### Задание
Соберите из записей ниже все строки со словом «banner» и перепишите их целиком.

### Записи
——
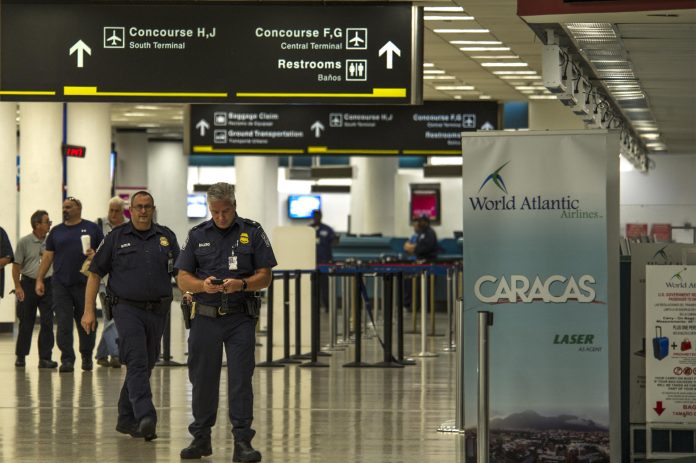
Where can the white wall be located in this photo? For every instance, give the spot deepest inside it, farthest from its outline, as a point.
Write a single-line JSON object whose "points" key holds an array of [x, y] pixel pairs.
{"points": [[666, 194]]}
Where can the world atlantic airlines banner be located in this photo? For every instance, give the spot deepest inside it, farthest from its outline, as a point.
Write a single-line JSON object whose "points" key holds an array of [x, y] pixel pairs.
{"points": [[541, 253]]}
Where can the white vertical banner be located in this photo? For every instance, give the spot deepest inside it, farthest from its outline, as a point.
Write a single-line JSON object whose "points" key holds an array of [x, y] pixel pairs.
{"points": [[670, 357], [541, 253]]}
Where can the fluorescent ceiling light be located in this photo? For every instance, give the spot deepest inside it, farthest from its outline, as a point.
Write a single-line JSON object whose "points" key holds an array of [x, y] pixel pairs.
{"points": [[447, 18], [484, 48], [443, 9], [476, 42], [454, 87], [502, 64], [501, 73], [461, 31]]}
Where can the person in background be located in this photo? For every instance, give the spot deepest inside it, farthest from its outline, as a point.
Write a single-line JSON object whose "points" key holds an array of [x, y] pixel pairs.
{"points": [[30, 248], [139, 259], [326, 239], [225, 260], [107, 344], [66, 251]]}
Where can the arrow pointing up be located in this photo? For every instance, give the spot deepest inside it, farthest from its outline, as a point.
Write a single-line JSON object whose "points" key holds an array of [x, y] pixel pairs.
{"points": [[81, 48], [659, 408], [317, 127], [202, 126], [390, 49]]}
——
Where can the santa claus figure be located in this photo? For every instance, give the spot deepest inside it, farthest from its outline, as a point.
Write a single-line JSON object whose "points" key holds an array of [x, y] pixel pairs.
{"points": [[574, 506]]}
——
### Ответ
Where can the world atlantic airlines banner be located in this photo? For every instance, give the spot deepest inside it, farthest from its outline, as a point.
Where can the white vertical banner be located in this photo? For every instance, give the spot deepest inside it, farthest from its outline, as a point.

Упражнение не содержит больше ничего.